> [Directions]: Please pick out and copy every line in the records below that contains the string "glow". Letter case matters.

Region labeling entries
────
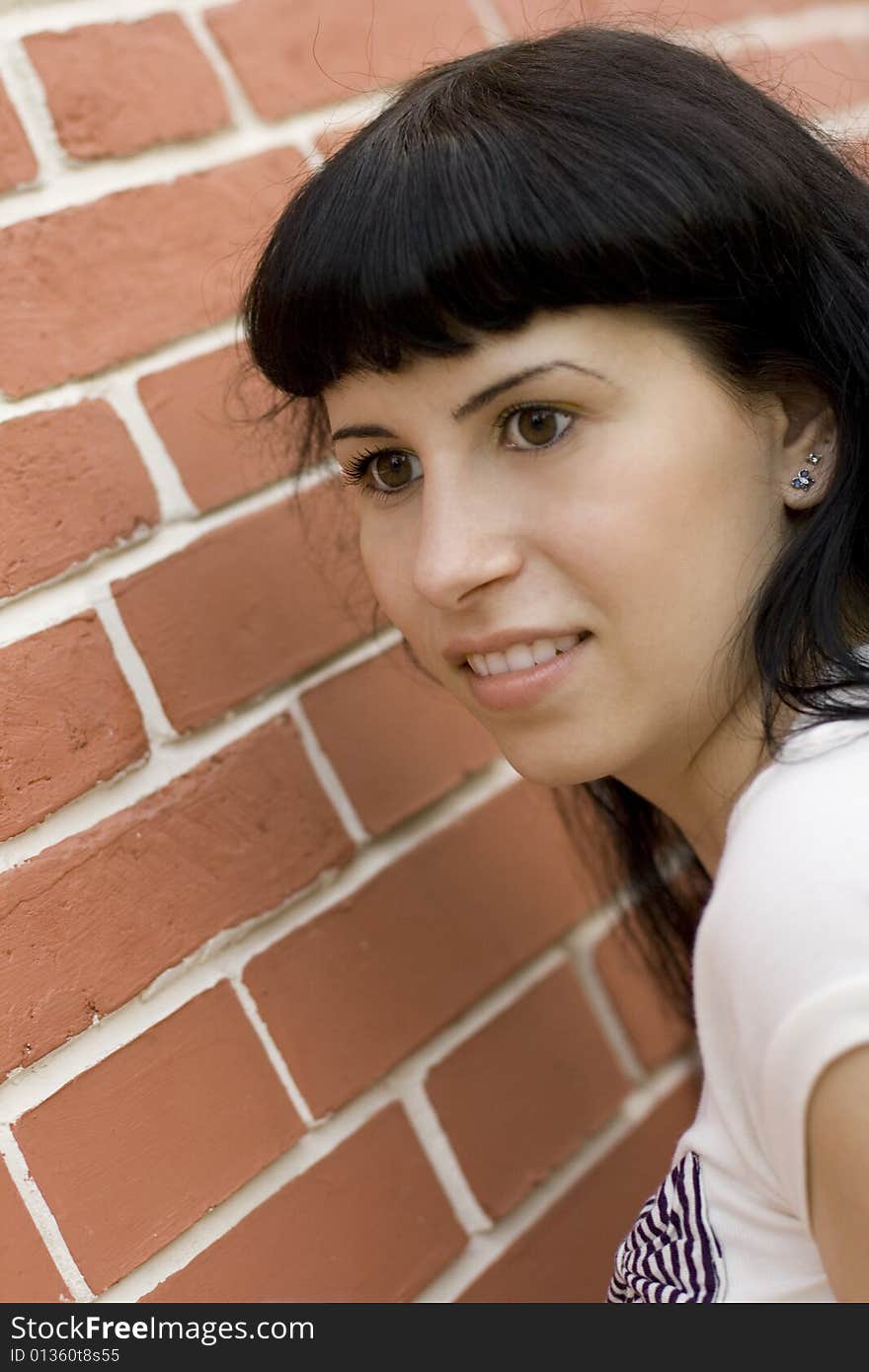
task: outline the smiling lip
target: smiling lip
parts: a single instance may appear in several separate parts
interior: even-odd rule
[[[567,628],[545,628],[540,624],[531,628],[524,626],[502,628],[498,634],[489,634],[487,638],[453,638],[443,649],[443,656],[448,663],[461,667],[465,657],[470,657],[472,653],[502,653],[507,648],[512,648],[513,643],[530,645],[538,638],[564,638],[567,634],[586,632],[588,630],[577,628],[572,624],[568,624]]]
[[[586,634],[578,643],[568,648],[566,653],[559,653],[552,661],[541,663],[540,667],[520,667],[515,672],[498,672],[497,676],[478,676],[465,664],[464,671],[470,678],[468,686],[471,694],[486,709],[511,709],[518,705],[533,705],[544,691],[555,686],[577,664],[583,646],[592,638],[593,634]]]

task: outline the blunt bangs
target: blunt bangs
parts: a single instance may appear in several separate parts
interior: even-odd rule
[[[734,85],[767,158],[734,128]],[[424,70],[280,215],[243,303],[254,362],[279,391],[316,397],[540,309],[708,300],[721,314],[734,292],[765,309],[787,287],[765,232],[783,117],[792,139],[792,117],[718,56],[682,48],[674,63],[667,40],[593,25]],[[787,236],[777,222],[778,248]]]

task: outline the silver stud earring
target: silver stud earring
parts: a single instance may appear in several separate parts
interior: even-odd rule
[[[813,451],[809,454],[806,461],[814,465],[821,461],[822,456],[824,456],[822,453]],[[798,491],[807,491],[810,486],[814,486],[814,476],[809,476],[807,469],[803,468],[799,476],[793,477],[791,486],[796,487]]]

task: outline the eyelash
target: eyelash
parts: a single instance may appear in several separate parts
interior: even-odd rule
[[[512,451],[518,453],[545,453],[548,449],[555,447],[555,445],[559,443],[566,434],[570,434],[574,427],[572,421],[577,418],[577,416],[571,414],[570,410],[563,410],[557,405],[540,405],[533,401],[524,401],[522,405],[513,405],[512,409],[501,414],[497,420],[497,428],[504,429],[513,414],[520,414],[523,410],[548,410],[552,414],[564,414],[571,423],[567,424],[556,438],[551,439],[549,443],[541,443],[538,447],[513,447]],[[343,480],[347,486],[358,486],[364,495],[373,495],[375,499],[391,501],[395,495],[401,495],[402,491],[406,491],[413,483],[408,482],[408,486],[395,487],[394,491],[383,491],[379,486],[367,486],[362,479],[375,457],[391,457],[393,454],[399,457],[405,456],[401,449],[395,447],[372,447],[365,449],[362,453],[354,453],[354,456],[347,461],[347,465],[342,468]]]

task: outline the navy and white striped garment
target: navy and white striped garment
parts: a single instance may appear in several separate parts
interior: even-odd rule
[[[721,1301],[723,1291],[723,1259],[706,1209],[700,1158],[689,1151],[619,1244],[607,1301]]]

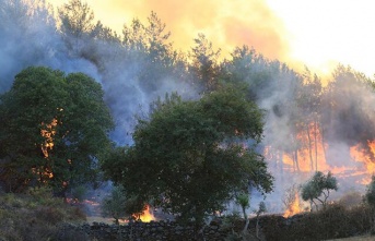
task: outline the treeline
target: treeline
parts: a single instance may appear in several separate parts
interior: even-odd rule
[[[310,170],[318,170],[317,148],[324,143],[360,144],[371,153],[374,84],[350,67],[339,65],[323,85],[308,70],[297,73],[246,45],[223,59],[203,34],[190,51],[176,50],[154,12],[145,23],[125,24],[119,34],[95,21],[80,0],[63,4],[57,15],[43,0],[0,3],[1,93],[30,65],[84,72],[102,84],[116,124],[112,138],[119,145],[132,143],[134,113],[140,106],[148,111],[157,96],[177,91],[184,99],[198,99],[231,84],[245,87],[267,111],[262,146],[270,146],[272,168],[282,168],[286,154],[300,170],[298,154],[307,149]],[[330,159],[328,150],[325,155]]]

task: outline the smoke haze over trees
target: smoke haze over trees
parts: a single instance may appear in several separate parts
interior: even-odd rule
[[[335,174],[348,189],[370,180],[373,80],[339,65],[323,85],[308,70],[297,73],[249,46],[238,46],[231,58],[221,59],[220,49],[201,34],[191,36],[195,45],[189,52],[180,52],[155,12],[145,23],[125,23],[122,33],[96,22],[93,14],[78,0],[62,5],[56,16],[43,0],[0,0],[0,94],[30,65],[83,72],[104,89],[116,124],[112,138],[131,145],[134,115],[148,112],[159,96],[178,92],[183,99],[198,99],[222,82],[245,85],[248,96],[266,110],[258,150],[277,179],[276,198],[291,180],[301,182],[303,173],[316,170],[341,168]],[[351,152],[363,154],[365,160]]]

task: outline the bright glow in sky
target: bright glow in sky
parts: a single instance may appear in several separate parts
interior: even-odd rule
[[[49,0],[55,5],[68,0]],[[133,17],[143,23],[151,11],[172,32],[174,46],[189,50],[203,33],[228,55],[253,46],[292,68],[306,65],[330,74],[338,63],[368,76],[375,73],[373,0],[87,0],[95,16],[119,34]]]

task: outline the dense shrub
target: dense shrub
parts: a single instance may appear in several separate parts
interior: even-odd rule
[[[309,241],[347,238],[368,232],[371,207],[366,205],[347,208],[340,204],[328,205],[326,209],[304,213],[283,219],[265,216],[261,227],[266,240]]]
[[[54,197],[48,189],[0,195],[0,240],[59,240],[62,222],[83,220],[78,207]]]

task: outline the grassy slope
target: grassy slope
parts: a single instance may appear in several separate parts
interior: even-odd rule
[[[3,240],[49,240],[59,236],[62,222],[84,220],[85,215],[78,207],[52,197],[49,190],[0,193],[0,239]]]

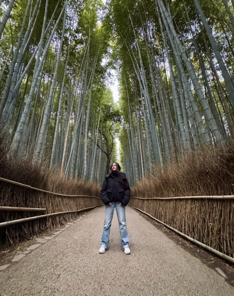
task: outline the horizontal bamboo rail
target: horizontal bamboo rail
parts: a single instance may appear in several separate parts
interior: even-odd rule
[[[25,212],[46,212],[46,209],[37,207],[19,207],[0,206],[0,211],[17,211]]]
[[[234,195],[200,195],[194,196],[179,196],[174,197],[131,197],[137,200],[234,200]]]
[[[38,191],[40,191],[41,192],[44,192],[46,193],[50,193],[51,194],[54,194],[55,195],[59,195],[60,196],[66,196],[71,197],[94,197],[95,198],[98,198],[99,199],[101,199],[100,197],[98,197],[97,196],[91,196],[90,195],[69,195],[67,194],[61,194],[61,193],[56,193],[54,192],[47,191],[46,190],[43,190],[43,189],[40,189],[39,188],[36,188],[35,187],[32,187],[32,186],[30,186],[30,185],[26,185],[26,184],[23,184],[22,183],[16,182],[15,181],[12,181],[12,180],[9,180],[7,179],[4,179],[4,178],[2,178],[1,177],[0,177],[0,181],[1,181],[4,182],[6,182],[7,183],[10,183],[11,184],[13,184],[14,185],[17,185],[18,186],[21,186],[22,187],[26,187],[26,188],[29,188],[29,189],[36,190]]]
[[[86,210],[90,210],[91,209],[94,209],[97,207],[100,207],[100,206],[104,205],[98,205],[94,207],[86,207],[84,209],[81,209],[80,210],[76,210],[75,211],[67,211],[66,212],[60,212],[57,213],[52,213],[51,214],[47,214],[45,215],[41,215],[40,216],[34,216],[33,217],[29,217],[28,218],[24,218],[22,219],[18,219],[17,220],[13,220],[10,221],[7,221],[6,222],[2,222],[0,223],[0,227],[3,227],[4,226],[8,226],[9,225],[13,224],[16,224],[22,222],[25,222],[27,221],[30,221],[32,220],[36,220],[36,219],[40,219],[41,218],[45,218],[45,217],[49,217],[51,216],[55,216],[56,215],[59,215],[62,214],[66,214],[68,213],[76,213],[81,211],[85,211]]]
[[[166,226],[166,227],[167,227],[167,228],[169,228],[169,229],[170,229],[171,230],[172,230],[174,232],[176,232],[178,234],[179,234],[183,237],[185,237],[185,238],[187,239],[190,242],[193,242],[194,243],[196,244],[197,244],[198,246],[200,246],[200,247],[203,248],[206,250],[208,250],[208,251],[209,251],[210,252],[214,253],[214,254],[215,254],[216,255],[217,255],[217,256],[219,256],[219,257],[221,257],[223,259],[225,259],[225,260],[228,261],[232,264],[234,264],[234,258],[232,258],[231,257],[230,257],[230,256],[228,256],[227,255],[226,255],[225,254],[224,254],[223,253],[222,253],[221,252],[220,252],[219,251],[217,251],[217,250],[216,250],[214,249],[213,249],[213,248],[211,248],[211,247],[209,247],[209,246],[207,246],[207,245],[205,244],[203,244],[202,242],[198,242],[198,241],[197,241],[196,239],[193,239],[192,237],[189,237],[188,235],[186,235],[186,234],[185,234],[184,233],[183,233],[182,232],[181,232],[180,231],[177,230],[175,228],[173,228],[173,227],[168,225],[167,224],[166,224],[166,223],[164,223],[164,222],[162,222],[162,221],[158,220],[158,219],[156,219],[156,218],[155,218],[154,217],[153,217],[153,216],[151,216],[149,214],[148,214],[148,213],[146,213],[145,212],[143,212],[141,210],[140,210],[140,209],[138,209],[137,207],[135,207],[134,206],[132,205],[131,205],[129,203],[129,205],[132,207],[134,209],[136,209],[136,210],[138,210],[140,211],[140,212],[141,212],[144,214],[145,214],[145,215],[147,215],[147,216],[148,216],[149,217],[152,218],[152,219],[153,219],[154,220],[155,220],[156,221],[157,221],[157,222],[162,224],[163,225],[164,225],[164,226]]]

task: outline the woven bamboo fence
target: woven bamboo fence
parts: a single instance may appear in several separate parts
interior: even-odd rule
[[[71,181],[68,180],[67,182],[69,186]],[[100,189],[98,186],[80,182],[80,186],[77,186],[76,188],[76,186],[70,186],[69,190],[67,185],[65,186],[65,180],[63,182],[57,183],[56,188],[55,188],[54,184],[48,188],[49,184],[47,184],[46,189],[55,190],[58,193],[60,191],[64,194],[65,187],[65,189],[68,189],[67,194],[92,194],[94,196],[64,196],[0,181],[1,206],[42,208],[46,210],[46,212],[41,213],[36,211],[1,210],[0,223],[44,214],[76,211],[102,204],[101,200],[95,197],[99,196]],[[75,184],[76,182],[74,183]],[[76,183],[77,185],[77,182]],[[17,245],[19,242],[29,239],[42,231],[59,227],[75,218],[77,215],[77,213],[67,213],[0,228],[0,250]]]
[[[129,203],[182,233],[234,257],[234,198],[131,198]]]

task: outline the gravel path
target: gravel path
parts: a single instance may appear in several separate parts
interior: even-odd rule
[[[100,254],[104,211],[89,212],[0,272],[0,295],[234,295],[221,276],[129,206],[131,255],[121,250],[115,211],[109,248]]]

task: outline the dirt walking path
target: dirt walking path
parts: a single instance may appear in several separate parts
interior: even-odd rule
[[[110,247],[98,253],[97,208],[0,272],[1,296],[233,296],[234,288],[129,206],[131,254],[121,250],[116,212]]]

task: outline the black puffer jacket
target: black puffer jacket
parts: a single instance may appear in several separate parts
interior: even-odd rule
[[[122,173],[124,185],[119,184],[118,176],[108,175],[105,177],[101,189],[102,200],[105,205],[112,202],[119,202],[126,206],[130,199],[131,190],[126,175]]]

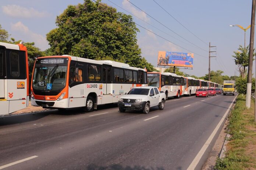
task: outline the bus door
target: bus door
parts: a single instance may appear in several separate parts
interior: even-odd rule
[[[0,48],[0,99],[4,99],[4,79],[5,71],[5,52],[4,48]]]
[[[7,100],[10,101],[9,112],[26,107],[27,81],[25,52],[6,51]],[[9,67],[10,66],[10,67]]]
[[[112,102],[113,96],[112,66],[110,65],[103,64],[103,96],[102,103]]]

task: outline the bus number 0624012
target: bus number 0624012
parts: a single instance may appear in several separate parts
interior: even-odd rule
[[[98,86],[97,84],[88,84],[87,88],[97,88]]]

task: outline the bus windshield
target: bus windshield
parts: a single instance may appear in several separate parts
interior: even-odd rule
[[[32,86],[35,90],[58,90],[65,87],[67,66],[47,65],[36,66],[34,71]]]
[[[153,86],[159,88],[160,84],[160,80],[159,76],[147,77],[147,85]]]

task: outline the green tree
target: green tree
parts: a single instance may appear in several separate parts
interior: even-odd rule
[[[137,44],[139,30],[132,16],[100,1],[85,0],[57,16],[57,27],[47,34],[51,46],[47,53],[113,60],[154,71],[142,58]]]
[[[221,70],[217,70],[214,71],[212,70],[210,72],[210,75],[211,78],[210,81],[212,82],[214,82],[220,84],[223,84],[224,80],[230,80],[230,77],[227,75],[222,75],[222,74],[224,73]],[[205,76],[199,77],[200,79],[204,80],[208,80],[209,75],[208,74],[205,74]]]
[[[235,89],[238,93],[246,94],[247,85],[247,77],[245,78],[240,77],[235,80]],[[255,91],[255,79],[252,80],[252,93]]]
[[[7,42],[9,36],[8,32],[2,29],[2,26],[0,24],[0,41]]]
[[[238,49],[239,51],[234,51],[235,55],[232,56],[235,58],[235,63],[238,67],[238,71],[240,76],[245,78],[247,72],[246,67],[249,65],[249,46],[243,47],[242,45],[239,45]],[[254,53],[253,56],[255,56],[256,54]]]

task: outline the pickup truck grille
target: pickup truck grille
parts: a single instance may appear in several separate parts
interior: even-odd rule
[[[123,99],[123,102],[127,103],[135,103],[135,101],[136,99]],[[128,100],[129,100],[129,102]]]

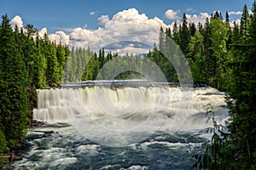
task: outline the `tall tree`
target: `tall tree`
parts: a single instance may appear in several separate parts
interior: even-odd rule
[[[8,147],[13,148],[26,134],[28,124],[28,98],[26,92],[26,71],[19,53],[15,33],[7,15],[0,27],[0,113]],[[1,127],[1,126],[0,126]]]
[[[186,55],[188,51],[188,45],[189,42],[189,31],[188,27],[187,17],[183,14],[182,28],[180,32],[180,49]]]

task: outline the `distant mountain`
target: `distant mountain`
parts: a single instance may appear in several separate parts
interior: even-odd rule
[[[127,48],[143,48],[143,49],[152,49],[153,47],[140,42],[133,42],[133,41],[121,41],[111,43],[104,47],[104,49],[108,50],[117,50],[117,49],[124,49]]]

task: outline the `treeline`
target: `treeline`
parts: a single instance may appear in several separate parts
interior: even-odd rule
[[[7,15],[0,25],[0,153],[13,150],[26,133],[36,88],[56,87],[70,51],[40,37],[29,24],[13,31]]]
[[[148,57],[155,62],[169,82],[178,81],[174,65],[181,65],[177,47],[191,69],[194,83],[226,92],[230,119],[227,129],[214,122],[215,133],[203,156],[200,169],[256,169],[256,3],[249,14],[243,7],[241,23],[230,23],[216,12],[205,24],[188,23],[186,14],[173,29],[160,28],[159,46]],[[231,26],[232,24],[232,26]],[[165,55],[173,55],[170,63]],[[214,120],[214,117],[212,117]]]
[[[148,57],[157,63],[170,82],[178,81],[172,65],[164,56],[168,50],[176,50],[175,47],[166,44],[170,42],[166,39],[172,38],[189,61],[195,83],[205,83],[226,90],[226,80],[230,77],[231,71],[230,64],[236,59],[236,48],[254,36],[249,34],[252,21],[253,15],[249,15],[246,5],[240,25],[230,23],[228,13],[224,20],[222,14],[217,11],[204,24],[188,23],[184,14],[182,23],[178,26],[174,23],[172,30],[160,28],[159,46],[149,53]]]
[[[126,54],[119,56],[111,51],[105,54],[104,48],[98,54],[90,48],[73,48],[64,71],[64,82],[88,80],[113,80],[141,78],[145,58]]]
[[[216,132],[206,153],[198,156],[200,169],[256,168],[256,3],[249,14],[244,6],[241,23],[230,26],[216,12],[204,25],[183,22],[172,31],[160,29],[160,45],[148,56],[155,61],[169,81],[176,81],[176,72],[167,66],[164,54],[172,49],[166,43],[167,35],[184,54],[195,83],[205,83],[226,92],[230,119],[227,131],[214,124]],[[175,50],[175,49],[174,49]],[[177,64],[176,64],[177,65]],[[178,63],[177,63],[178,65]]]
────
> [Written answer]:
task: outline the bright glow in sky
target: bright glow in sky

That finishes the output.